▶ **Task objective**
The response should consist of every line below, restated exactly, with no pictures.

▶ **Material for this exercise**
-------

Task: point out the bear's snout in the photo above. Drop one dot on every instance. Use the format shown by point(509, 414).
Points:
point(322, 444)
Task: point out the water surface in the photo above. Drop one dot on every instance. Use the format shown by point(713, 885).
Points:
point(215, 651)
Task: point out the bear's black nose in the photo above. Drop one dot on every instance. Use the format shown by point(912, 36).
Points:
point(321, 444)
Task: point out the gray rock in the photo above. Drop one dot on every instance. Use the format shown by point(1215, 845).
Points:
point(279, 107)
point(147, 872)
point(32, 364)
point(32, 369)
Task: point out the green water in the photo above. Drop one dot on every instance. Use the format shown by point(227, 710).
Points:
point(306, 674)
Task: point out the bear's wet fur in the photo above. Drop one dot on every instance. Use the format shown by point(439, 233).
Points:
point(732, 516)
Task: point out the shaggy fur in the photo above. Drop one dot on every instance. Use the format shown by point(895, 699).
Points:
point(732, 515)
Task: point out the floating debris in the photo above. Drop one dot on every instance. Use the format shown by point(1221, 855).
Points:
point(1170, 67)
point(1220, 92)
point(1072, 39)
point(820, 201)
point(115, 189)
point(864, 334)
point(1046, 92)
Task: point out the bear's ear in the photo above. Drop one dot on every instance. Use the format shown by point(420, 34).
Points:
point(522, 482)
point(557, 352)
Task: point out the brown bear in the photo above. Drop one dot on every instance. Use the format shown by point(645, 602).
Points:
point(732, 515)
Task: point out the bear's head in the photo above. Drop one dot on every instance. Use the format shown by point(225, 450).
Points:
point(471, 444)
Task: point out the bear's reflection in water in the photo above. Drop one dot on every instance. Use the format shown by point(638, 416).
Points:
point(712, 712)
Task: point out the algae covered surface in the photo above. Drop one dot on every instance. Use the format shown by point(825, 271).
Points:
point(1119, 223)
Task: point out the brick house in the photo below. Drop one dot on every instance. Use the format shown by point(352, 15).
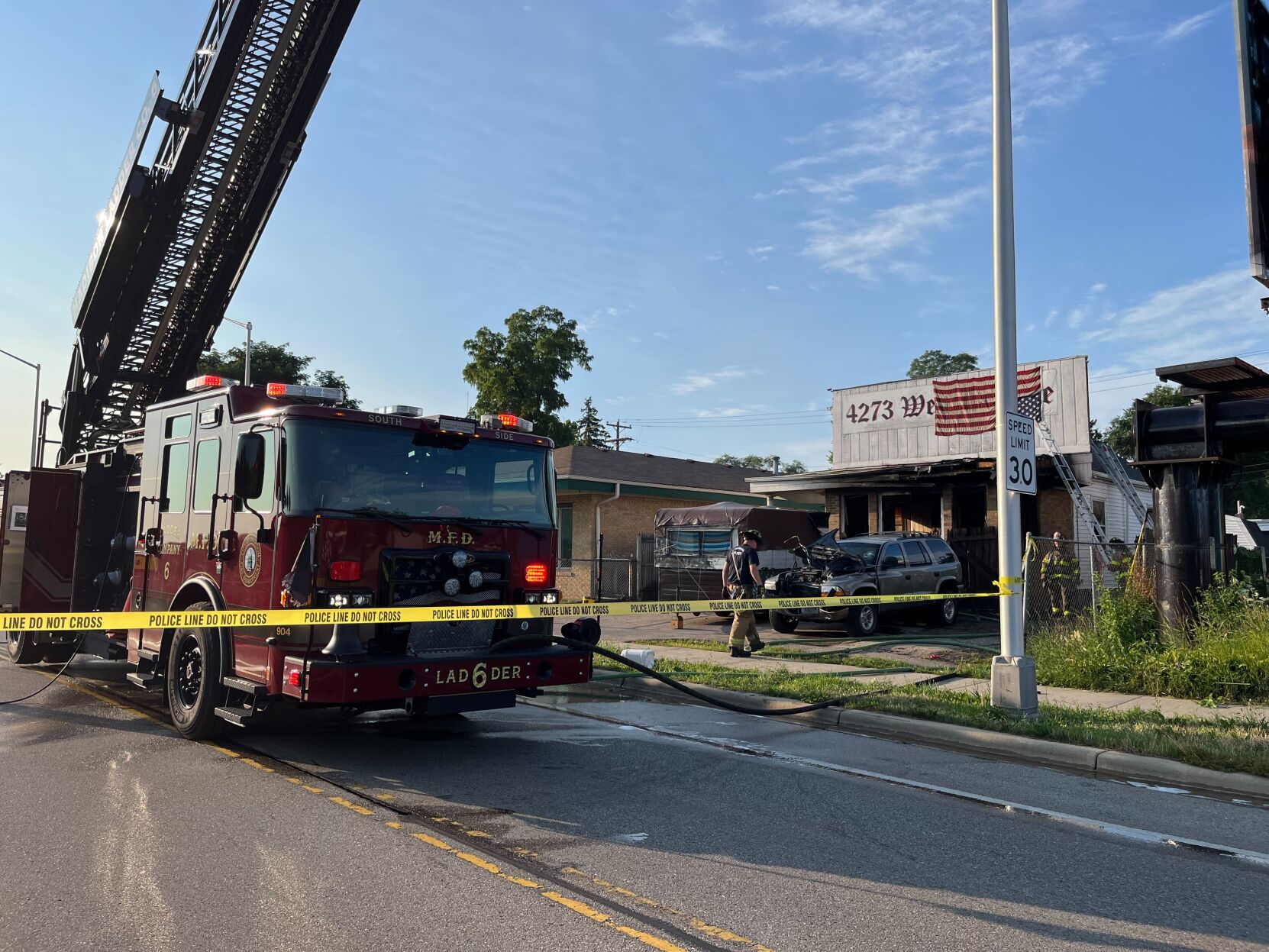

-------

▶ **Problem solution**
Task: point out the bear's snout in the photo above. Drop one dot on every instance. Use the format shown by point(509, 414).
Points:
point(322, 444)
Task: point out the water surface in the photo above. Drop one dot on every instance. Use the format shown by point(713, 885).
Points:
point(215, 651)
Task: point out the bear's black nose in the photo above. Drop one dot on every instance. Use the format shown by point(912, 36).
Points:
point(321, 444)
Task: point out the gray rock in the photo above. Drop one dot on every instance. Use the format shown by point(1215, 845).
Points:
point(279, 107)
point(147, 872)
point(32, 364)
point(32, 369)
Task: point out the green water in the photo above. Drop one dot on every instance. Use the format shown by point(227, 710).
Points:
point(306, 674)
Task: point out the bear's wet fur in the photo above. Drop one dot on every instance. Use the format shown by point(439, 233).
Points:
point(732, 516)
Task: point out the shaggy fur in the photo above. Drop one dot on every instance. Use the format shown by point(895, 699).
Points:
point(732, 515)
Task: point out the floating debris in the photo above. Drop one dot on every instance. Use the format shown by point(1221, 855).
Points:
point(1170, 67)
point(1220, 92)
point(1072, 39)
point(820, 201)
point(115, 189)
point(864, 334)
point(1046, 92)
Task: point out the bear's ear in the photo above. Drop one dot on every instance. Use the format shown by point(420, 34).
Points:
point(522, 482)
point(557, 352)
Task: point out the brown bear in the photo above. Drop one dot on every instance. Use the format shown by point(645, 602).
Points:
point(732, 515)
Task: point out the bear's head in the photo above. Drop one dot on every instance. Use the format shown by point(225, 450).
Points:
point(471, 444)
Task: point out the bear's reflection in water in the photo above. Drop one dot on every instance. Use the format shown by point(638, 416).
Points:
point(712, 712)
Task: point out the algae covered surface in the photo above. Drop one dot on every instance. Use the format shown by point(825, 271).
Points:
point(1119, 223)
Task: point out the brick house in the photo below. Drop one dot on every instance. Use the format shown by point(352, 15).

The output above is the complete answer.